■ TASK DIRECTIONS ■
Turn the data below into a numbered list with blank lines left out, starting at the line that contains "suv windshield, each" and running through the end of the data. Include only those lines.

::: INFORMATION GIVEN

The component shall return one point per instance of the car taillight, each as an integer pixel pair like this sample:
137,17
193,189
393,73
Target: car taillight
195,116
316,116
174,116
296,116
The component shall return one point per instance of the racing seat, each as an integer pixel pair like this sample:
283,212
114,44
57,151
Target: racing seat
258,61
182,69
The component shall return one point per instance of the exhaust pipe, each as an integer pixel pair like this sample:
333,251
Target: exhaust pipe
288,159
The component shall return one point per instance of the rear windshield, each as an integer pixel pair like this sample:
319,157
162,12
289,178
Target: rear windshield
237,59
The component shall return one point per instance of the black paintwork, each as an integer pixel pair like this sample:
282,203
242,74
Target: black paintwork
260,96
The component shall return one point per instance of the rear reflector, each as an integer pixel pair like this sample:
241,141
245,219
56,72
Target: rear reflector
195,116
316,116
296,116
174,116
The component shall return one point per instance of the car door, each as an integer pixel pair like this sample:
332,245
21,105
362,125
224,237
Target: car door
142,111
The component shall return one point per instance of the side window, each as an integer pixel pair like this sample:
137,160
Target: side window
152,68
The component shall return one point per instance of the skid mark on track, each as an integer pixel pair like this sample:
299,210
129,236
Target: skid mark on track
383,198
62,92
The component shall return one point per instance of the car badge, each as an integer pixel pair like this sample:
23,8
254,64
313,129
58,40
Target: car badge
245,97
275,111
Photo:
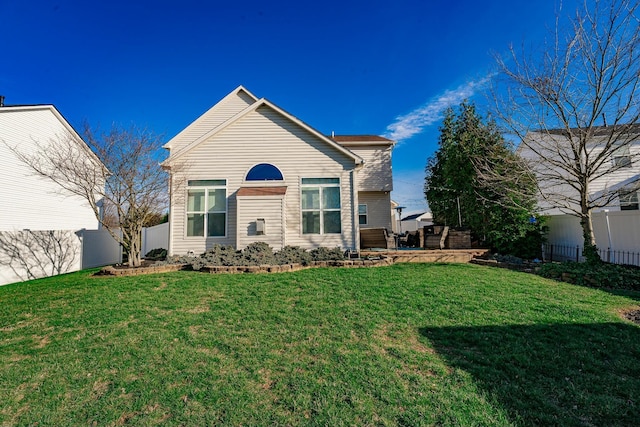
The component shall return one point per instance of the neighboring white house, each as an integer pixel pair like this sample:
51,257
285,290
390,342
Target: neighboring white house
617,222
416,221
39,221
248,171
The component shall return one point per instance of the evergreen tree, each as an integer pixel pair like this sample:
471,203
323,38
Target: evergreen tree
458,193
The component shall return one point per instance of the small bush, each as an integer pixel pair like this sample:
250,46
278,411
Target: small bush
157,254
258,253
326,254
601,275
222,255
293,255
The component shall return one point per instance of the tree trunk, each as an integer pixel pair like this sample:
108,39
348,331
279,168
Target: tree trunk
135,244
590,251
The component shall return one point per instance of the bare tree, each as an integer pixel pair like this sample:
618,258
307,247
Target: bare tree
34,254
127,190
574,107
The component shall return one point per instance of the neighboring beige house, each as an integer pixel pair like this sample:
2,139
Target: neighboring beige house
248,171
40,222
617,222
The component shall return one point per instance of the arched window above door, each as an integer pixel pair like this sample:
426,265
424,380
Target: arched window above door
264,172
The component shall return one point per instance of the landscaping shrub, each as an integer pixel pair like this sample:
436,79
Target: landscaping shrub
157,254
222,255
258,253
601,275
326,254
293,255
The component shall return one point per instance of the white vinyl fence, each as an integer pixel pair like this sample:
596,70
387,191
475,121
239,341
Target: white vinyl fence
32,254
617,233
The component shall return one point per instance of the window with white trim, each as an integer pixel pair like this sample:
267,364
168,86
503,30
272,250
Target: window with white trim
628,200
621,156
207,208
321,206
363,217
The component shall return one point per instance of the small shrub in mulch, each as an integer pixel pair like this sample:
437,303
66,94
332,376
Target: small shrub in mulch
256,254
327,254
158,254
293,255
601,275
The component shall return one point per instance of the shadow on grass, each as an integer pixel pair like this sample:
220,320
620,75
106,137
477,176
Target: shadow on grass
573,375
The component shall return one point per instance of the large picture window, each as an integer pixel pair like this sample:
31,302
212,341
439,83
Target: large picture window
321,206
207,208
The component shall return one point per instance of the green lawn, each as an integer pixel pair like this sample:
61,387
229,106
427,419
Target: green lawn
411,344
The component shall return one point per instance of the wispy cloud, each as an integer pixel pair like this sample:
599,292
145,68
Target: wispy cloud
414,122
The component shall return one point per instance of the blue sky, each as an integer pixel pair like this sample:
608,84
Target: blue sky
353,67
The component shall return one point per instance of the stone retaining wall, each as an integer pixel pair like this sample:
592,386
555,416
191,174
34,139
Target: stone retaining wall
217,269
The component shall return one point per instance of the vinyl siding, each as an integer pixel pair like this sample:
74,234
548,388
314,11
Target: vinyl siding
379,214
375,174
216,115
270,208
28,201
263,136
597,186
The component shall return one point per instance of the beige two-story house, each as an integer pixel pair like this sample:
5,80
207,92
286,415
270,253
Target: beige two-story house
248,171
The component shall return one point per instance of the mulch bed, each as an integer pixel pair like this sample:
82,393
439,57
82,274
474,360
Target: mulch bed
123,270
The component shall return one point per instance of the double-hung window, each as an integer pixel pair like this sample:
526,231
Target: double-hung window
321,206
207,208
628,200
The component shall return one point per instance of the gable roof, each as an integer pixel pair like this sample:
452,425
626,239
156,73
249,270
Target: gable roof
249,109
353,140
213,117
63,121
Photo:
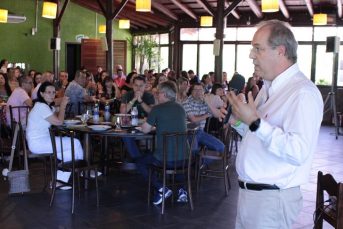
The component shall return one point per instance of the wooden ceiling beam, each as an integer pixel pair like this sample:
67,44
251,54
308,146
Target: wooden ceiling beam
118,9
233,12
255,8
283,9
207,7
339,9
184,8
164,10
309,7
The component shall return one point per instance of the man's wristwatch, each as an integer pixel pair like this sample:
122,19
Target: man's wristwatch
255,125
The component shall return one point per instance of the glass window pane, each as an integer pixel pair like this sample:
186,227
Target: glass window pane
206,34
229,60
230,34
245,66
323,66
164,58
305,59
164,38
320,33
245,34
189,57
189,34
206,59
302,33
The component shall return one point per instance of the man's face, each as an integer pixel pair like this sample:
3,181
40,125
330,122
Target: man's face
138,85
265,59
27,86
198,92
63,76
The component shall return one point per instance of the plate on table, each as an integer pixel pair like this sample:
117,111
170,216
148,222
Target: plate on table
99,127
71,122
123,115
80,116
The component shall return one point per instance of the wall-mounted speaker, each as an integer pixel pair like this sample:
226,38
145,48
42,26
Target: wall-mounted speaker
216,47
104,45
55,43
332,44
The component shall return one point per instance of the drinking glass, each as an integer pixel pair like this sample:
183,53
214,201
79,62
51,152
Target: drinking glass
118,123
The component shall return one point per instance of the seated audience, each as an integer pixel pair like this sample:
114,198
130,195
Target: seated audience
128,84
19,97
198,108
77,93
41,117
144,101
169,117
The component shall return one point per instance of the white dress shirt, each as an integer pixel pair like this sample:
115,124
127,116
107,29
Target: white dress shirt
282,149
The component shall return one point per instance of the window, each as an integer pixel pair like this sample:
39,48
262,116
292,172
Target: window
245,66
323,66
206,59
189,57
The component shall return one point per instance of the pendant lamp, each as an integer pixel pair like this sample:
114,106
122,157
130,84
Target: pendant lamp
3,15
124,24
206,21
270,6
320,19
102,28
49,10
143,5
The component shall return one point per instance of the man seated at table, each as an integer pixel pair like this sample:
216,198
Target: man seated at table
19,97
144,102
77,93
169,117
198,108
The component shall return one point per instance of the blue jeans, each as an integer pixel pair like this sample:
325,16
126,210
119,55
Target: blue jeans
211,142
132,147
149,159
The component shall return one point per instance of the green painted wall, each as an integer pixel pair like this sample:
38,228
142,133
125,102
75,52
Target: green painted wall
15,46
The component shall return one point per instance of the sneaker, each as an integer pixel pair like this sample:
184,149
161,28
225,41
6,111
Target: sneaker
158,198
182,196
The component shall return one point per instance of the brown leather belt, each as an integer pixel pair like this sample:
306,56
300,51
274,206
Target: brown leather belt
257,187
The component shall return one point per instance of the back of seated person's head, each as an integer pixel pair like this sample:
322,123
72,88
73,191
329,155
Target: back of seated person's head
215,87
139,78
42,89
169,87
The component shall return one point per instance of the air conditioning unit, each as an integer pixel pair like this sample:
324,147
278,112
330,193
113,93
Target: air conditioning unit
13,18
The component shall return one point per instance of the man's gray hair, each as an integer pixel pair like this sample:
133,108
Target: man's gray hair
79,73
169,87
281,34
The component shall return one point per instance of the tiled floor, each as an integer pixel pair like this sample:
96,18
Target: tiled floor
123,202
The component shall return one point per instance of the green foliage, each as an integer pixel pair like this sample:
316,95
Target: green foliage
145,47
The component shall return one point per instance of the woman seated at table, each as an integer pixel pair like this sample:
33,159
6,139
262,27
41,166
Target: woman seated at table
128,83
111,92
41,117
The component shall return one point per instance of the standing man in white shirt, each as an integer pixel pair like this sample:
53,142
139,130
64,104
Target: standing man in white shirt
280,132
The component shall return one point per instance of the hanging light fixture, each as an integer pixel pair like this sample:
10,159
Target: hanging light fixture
143,5
102,28
124,24
320,19
49,10
206,21
270,6
3,15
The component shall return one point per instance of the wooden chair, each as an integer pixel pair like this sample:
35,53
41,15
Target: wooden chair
326,211
219,156
86,105
185,168
73,166
24,150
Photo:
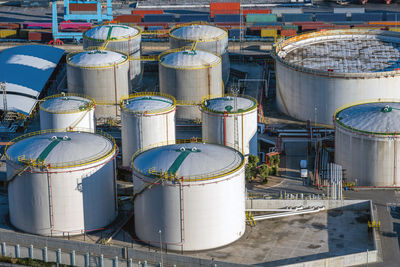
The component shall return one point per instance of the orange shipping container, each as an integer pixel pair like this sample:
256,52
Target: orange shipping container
128,18
143,12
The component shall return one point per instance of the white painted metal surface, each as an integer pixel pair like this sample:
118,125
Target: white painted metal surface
190,76
118,38
67,112
209,38
102,75
232,122
313,82
147,120
202,208
58,180
367,144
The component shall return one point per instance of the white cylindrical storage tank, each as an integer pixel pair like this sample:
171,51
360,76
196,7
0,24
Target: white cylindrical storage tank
148,119
118,38
190,76
316,73
61,183
231,121
207,37
68,112
192,196
367,143
102,75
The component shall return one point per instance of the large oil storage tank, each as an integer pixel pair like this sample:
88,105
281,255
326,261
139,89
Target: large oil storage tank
148,119
118,38
367,143
318,72
192,196
102,75
58,180
68,112
207,37
190,76
231,121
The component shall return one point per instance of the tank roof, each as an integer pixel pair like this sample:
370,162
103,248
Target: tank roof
189,59
350,51
374,118
96,58
150,103
190,161
66,104
111,32
198,32
61,149
227,104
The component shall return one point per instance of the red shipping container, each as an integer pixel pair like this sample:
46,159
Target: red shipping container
256,11
82,7
40,36
288,32
128,18
143,12
224,8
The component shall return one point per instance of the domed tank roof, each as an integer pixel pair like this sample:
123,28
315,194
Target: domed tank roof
227,104
96,58
61,149
66,103
147,103
198,32
111,32
375,117
189,59
192,161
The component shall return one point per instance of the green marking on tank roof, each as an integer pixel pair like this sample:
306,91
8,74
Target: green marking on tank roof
54,142
180,159
110,27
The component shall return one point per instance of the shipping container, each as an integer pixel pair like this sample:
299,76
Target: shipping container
350,10
128,18
159,18
224,8
143,12
392,16
288,33
8,33
82,7
194,18
35,3
251,18
281,11
330,17
40,36
245,12
297,17
273,33
227,18
367,17
7,25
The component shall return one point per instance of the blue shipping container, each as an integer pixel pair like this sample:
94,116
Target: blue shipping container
367,17
297,17
192,18
226,18
330,17
159,18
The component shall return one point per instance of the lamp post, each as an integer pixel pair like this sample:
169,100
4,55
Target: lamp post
159,231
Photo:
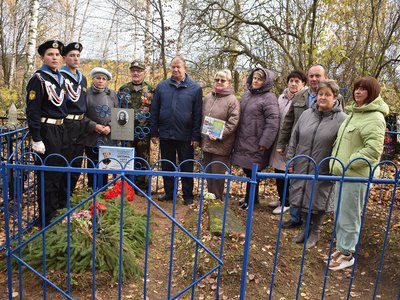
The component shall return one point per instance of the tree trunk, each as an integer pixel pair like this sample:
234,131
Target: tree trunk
182,25
31,49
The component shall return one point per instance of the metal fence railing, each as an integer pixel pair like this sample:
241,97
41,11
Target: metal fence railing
19,212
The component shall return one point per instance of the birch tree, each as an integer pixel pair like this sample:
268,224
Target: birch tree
31,43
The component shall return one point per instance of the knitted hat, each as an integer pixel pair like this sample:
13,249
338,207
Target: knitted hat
50,44
100,71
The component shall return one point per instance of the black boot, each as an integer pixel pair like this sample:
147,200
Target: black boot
301,236
315,229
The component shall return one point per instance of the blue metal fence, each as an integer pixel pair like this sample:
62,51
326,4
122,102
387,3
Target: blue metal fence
19,174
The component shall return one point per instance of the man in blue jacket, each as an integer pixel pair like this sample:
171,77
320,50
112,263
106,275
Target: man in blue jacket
176,122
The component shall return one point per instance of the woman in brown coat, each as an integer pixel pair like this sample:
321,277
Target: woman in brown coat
220,104
259,125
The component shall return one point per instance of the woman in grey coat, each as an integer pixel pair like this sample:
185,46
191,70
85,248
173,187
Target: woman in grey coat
258,126
100,100
314,135
221,104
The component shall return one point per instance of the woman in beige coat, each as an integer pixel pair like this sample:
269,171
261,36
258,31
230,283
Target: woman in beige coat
220,104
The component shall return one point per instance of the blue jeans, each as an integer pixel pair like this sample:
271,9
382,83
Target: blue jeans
295,214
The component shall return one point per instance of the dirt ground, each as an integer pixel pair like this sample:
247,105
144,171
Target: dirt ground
261,260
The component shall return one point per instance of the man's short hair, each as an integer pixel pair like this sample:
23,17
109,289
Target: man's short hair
331,84
180,58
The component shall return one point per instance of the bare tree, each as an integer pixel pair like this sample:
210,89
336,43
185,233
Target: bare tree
31,43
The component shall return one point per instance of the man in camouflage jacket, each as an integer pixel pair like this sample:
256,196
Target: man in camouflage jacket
138,95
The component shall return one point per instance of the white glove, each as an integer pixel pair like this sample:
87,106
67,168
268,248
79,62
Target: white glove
38,147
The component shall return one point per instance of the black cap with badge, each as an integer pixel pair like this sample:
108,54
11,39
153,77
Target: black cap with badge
72,46
137,64
50,44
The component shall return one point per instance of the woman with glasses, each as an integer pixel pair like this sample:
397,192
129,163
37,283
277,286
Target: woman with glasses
258,127
100,100
222,105
359,145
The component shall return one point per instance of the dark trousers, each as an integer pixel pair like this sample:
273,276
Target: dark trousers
74,131
215,186
247,172
280,186
54,139
169,149
93,154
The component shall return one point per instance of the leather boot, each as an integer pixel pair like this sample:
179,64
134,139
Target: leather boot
301,236
315,229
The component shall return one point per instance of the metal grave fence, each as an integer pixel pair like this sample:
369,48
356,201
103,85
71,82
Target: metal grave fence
20,175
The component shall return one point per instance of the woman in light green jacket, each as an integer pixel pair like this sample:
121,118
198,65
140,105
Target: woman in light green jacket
361,135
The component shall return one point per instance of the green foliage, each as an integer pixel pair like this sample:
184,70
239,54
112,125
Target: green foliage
81,241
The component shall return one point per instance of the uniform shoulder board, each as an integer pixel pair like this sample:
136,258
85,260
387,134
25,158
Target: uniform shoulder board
39,76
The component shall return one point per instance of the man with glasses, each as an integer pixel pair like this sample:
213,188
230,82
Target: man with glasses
138,94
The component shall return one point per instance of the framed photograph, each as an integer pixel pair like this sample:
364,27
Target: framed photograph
212,126
122,124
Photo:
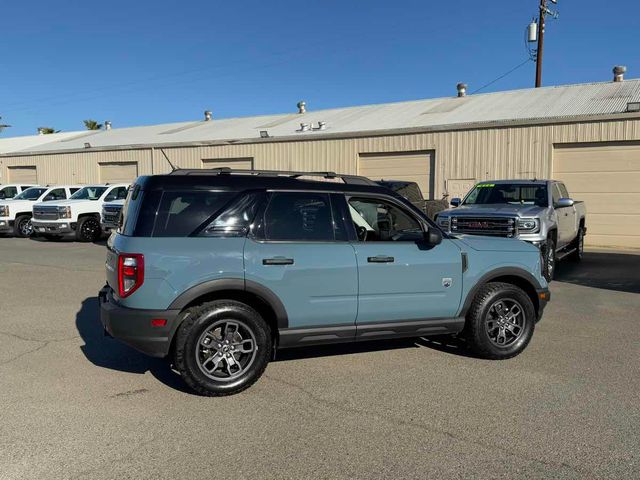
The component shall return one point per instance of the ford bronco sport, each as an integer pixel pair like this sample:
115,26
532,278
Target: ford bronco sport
218,268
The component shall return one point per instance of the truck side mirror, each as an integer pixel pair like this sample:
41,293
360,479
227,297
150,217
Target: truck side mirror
433,237
565,202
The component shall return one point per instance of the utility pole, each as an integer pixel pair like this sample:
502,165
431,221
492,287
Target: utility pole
543,10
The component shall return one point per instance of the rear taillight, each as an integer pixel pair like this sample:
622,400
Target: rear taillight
130,273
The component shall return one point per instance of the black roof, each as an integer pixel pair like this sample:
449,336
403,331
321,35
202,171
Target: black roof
225,178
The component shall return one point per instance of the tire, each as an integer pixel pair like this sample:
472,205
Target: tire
22,226
577,255
88,229
484,322
549,256
232,324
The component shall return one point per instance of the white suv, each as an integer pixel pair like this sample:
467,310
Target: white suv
16,213
11,190
80,215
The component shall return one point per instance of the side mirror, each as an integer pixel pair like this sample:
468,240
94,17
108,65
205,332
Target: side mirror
433,237
564,202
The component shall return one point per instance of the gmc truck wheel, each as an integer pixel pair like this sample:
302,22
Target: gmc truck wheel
222,347
500,322
88,229
22,227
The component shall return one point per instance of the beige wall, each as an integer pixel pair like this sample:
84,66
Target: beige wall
519,152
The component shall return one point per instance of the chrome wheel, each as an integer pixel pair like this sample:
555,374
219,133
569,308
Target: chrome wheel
226,350
26,227
505,322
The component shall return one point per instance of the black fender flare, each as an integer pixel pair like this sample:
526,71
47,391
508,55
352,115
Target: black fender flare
238,284
497,273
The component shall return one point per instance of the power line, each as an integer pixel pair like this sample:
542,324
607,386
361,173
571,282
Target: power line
503,75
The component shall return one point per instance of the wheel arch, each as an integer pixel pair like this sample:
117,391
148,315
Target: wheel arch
513,275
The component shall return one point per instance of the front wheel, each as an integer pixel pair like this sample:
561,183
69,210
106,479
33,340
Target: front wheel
500,322
222,347
23,227
88,229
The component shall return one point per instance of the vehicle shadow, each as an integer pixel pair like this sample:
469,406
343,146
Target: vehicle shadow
606,270
109,353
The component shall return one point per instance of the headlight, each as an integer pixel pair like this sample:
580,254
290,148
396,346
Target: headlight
528,225
64,212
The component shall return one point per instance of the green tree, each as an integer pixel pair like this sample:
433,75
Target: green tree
47,130
92,125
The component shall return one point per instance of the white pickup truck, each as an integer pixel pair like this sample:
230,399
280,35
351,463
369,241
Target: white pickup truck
12,189
16,213
80,215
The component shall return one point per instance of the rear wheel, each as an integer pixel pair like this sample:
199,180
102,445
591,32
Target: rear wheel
88,229
22,227
578,253
500,322
222,347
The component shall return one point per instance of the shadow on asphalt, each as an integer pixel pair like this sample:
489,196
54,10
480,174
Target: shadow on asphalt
607,270
109,353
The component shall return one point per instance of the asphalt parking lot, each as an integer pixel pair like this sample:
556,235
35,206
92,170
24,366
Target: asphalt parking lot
78,405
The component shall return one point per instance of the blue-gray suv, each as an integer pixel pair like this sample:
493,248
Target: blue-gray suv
216,269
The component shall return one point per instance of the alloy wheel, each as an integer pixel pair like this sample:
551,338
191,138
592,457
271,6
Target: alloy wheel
226,350
505,322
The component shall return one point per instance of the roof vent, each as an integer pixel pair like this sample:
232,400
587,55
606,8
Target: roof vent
618,73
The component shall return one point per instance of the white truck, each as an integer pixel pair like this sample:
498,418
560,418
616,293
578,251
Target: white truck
16,213
110,217
12,189
79,215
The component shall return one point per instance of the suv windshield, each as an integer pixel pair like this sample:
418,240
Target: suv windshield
507,194
30,194
88,193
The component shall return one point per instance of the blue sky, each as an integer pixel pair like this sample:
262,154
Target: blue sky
142,62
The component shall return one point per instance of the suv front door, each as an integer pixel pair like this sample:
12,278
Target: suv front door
300,251
401,277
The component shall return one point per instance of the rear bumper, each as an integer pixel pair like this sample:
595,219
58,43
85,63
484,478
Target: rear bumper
133,326
40,226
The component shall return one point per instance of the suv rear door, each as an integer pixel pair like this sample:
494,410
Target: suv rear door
300,251
399,276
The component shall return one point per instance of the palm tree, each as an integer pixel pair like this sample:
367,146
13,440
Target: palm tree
47,130
92,125
3,125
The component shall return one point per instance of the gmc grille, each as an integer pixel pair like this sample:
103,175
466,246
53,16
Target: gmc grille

::::::

■ FULL OUTPUT ■
1. The component shall return one point per instance of the suv windshield, each as an integer pixel pair like this sample:
2. 418,240
3. Target: suv windshield
4. 507,194
5. 30,194
6. 88,193
7. The component shall return one point per instance of the blue sky, each as an integer pixel pair like this sample:
8. 262,154
9. Target: blue sky
10. 142,62
11. The component shall return one point per instance of the suv front door, each as an integer pixel pair like this sample:
12. 12,278
13. Target: suv front door
14. 300,251
15. 401,277
16. The component shall return one point per instance of the rear bumper, each as an integer pixel pair like this sample:
17. 595,219
18. 58,43
19. 85,63
20. 484,478
21. Target: rear bumper
22. 133,326
23. 40,226
24. The component shall return one point per instance of the suv rear door, each as an integer pixel pair like this sample:
25. 494,410
26. Target: suv rear door
27. 300,251
28. 399,276
29. The component shall return one point per instance of the palm tree, each as an integer pixel pair like this sample:
30. 367,146
31. 13,440
32. Target: palm tree
33. 47,130
34. 92,125
35. 3,125
36. The component shall return one point per instance of the gmc grille, each as an integer pixel pair like this sample:
37. 103,175
38. 466,246
39. 53,16
40. Target: gmc grille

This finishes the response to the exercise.